---------- Material for the task
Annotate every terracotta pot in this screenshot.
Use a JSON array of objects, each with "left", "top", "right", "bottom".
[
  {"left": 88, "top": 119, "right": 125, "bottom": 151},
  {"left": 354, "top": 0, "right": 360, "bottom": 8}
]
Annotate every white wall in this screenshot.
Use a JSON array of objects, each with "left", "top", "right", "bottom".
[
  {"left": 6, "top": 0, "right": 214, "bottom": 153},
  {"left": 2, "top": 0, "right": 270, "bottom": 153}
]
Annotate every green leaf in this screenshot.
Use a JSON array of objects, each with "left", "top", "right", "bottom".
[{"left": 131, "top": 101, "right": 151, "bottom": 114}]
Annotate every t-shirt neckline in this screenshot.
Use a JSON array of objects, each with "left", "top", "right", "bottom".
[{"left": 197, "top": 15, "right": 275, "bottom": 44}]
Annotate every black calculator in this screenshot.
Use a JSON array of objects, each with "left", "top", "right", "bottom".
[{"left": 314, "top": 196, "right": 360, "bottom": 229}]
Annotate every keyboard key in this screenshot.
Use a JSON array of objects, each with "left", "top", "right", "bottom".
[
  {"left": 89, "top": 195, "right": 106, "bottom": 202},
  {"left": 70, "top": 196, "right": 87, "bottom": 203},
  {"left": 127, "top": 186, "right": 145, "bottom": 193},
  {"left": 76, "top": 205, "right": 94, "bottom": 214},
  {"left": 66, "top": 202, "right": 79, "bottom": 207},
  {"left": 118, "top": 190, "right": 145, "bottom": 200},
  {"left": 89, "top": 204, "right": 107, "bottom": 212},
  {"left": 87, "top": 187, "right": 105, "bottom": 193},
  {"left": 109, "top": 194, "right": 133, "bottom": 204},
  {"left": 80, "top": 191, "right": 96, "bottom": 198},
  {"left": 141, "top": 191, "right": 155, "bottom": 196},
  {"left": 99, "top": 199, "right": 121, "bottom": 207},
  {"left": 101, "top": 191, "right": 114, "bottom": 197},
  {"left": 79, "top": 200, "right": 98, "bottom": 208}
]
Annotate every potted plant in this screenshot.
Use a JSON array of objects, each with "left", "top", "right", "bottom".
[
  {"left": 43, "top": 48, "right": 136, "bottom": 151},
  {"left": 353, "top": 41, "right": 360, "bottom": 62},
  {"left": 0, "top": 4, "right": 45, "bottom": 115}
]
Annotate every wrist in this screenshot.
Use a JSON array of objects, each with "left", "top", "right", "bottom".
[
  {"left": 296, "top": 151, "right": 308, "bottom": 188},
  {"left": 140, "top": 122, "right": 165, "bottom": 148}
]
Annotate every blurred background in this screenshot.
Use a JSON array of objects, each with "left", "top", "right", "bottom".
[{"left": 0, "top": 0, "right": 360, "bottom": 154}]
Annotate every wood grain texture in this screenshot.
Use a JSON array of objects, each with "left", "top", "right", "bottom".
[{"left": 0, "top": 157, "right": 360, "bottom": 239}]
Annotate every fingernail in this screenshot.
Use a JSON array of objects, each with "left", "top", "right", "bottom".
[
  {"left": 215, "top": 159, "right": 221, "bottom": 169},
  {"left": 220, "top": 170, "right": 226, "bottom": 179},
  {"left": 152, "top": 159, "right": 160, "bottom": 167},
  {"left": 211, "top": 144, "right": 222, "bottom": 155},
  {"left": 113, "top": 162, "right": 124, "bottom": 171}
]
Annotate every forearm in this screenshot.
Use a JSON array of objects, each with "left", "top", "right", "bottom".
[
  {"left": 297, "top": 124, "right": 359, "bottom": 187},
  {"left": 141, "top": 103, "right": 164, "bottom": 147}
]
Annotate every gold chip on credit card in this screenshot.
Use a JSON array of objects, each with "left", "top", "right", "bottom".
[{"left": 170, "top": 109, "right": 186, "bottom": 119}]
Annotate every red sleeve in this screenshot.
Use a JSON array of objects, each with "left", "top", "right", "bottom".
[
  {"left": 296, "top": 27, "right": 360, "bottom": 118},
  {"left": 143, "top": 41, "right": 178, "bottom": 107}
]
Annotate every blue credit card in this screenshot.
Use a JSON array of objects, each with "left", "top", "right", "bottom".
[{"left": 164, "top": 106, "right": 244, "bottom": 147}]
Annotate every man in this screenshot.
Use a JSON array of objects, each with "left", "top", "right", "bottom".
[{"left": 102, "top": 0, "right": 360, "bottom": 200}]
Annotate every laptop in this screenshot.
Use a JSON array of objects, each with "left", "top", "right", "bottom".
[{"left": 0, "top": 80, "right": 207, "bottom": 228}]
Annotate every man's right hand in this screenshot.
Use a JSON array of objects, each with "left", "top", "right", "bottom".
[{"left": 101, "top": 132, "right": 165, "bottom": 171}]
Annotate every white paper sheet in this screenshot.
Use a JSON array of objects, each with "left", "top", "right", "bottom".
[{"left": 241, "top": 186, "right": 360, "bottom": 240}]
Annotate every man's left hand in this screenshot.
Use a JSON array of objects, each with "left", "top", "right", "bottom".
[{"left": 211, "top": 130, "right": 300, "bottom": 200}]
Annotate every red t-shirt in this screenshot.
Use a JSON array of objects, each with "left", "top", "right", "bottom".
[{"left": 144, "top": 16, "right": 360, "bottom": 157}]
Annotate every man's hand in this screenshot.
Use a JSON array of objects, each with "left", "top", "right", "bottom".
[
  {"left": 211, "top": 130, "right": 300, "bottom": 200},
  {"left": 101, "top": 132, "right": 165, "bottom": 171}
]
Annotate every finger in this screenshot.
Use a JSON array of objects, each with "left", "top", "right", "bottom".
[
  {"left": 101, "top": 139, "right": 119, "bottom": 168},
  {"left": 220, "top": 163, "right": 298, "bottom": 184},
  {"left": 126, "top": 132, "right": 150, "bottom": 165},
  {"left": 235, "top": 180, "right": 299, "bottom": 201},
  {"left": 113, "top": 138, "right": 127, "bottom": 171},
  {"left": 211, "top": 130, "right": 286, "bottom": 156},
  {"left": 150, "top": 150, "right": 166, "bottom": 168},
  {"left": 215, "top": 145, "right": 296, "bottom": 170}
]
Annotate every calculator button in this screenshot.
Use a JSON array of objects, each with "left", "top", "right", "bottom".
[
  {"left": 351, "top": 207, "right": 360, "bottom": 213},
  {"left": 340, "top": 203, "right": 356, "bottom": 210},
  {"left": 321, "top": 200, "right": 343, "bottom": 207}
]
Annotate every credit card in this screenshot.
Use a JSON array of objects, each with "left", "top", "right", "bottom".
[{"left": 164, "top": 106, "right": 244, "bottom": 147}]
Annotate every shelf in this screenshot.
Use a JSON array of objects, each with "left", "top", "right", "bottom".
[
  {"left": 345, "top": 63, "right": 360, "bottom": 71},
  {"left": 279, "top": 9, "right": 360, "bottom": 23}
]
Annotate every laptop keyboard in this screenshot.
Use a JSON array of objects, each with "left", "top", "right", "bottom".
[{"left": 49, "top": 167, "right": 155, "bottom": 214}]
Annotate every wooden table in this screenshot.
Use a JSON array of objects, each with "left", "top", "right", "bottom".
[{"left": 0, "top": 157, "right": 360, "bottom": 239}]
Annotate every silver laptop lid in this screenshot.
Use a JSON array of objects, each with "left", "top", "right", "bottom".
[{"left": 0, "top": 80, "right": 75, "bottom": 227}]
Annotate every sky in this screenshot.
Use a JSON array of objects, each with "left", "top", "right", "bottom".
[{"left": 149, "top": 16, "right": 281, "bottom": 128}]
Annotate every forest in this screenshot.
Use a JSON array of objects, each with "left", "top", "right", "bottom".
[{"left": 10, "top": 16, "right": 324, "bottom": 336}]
--------------------
Stated exercise:
Return each line in the items above that contains the word "laptop", copying the lines unchanged.

Finished answer:
Annotate every laptop in this screenshot.
Annotate every laptop keyboard in this screenshot.
Annotate every silver laptop lid in this screenshot.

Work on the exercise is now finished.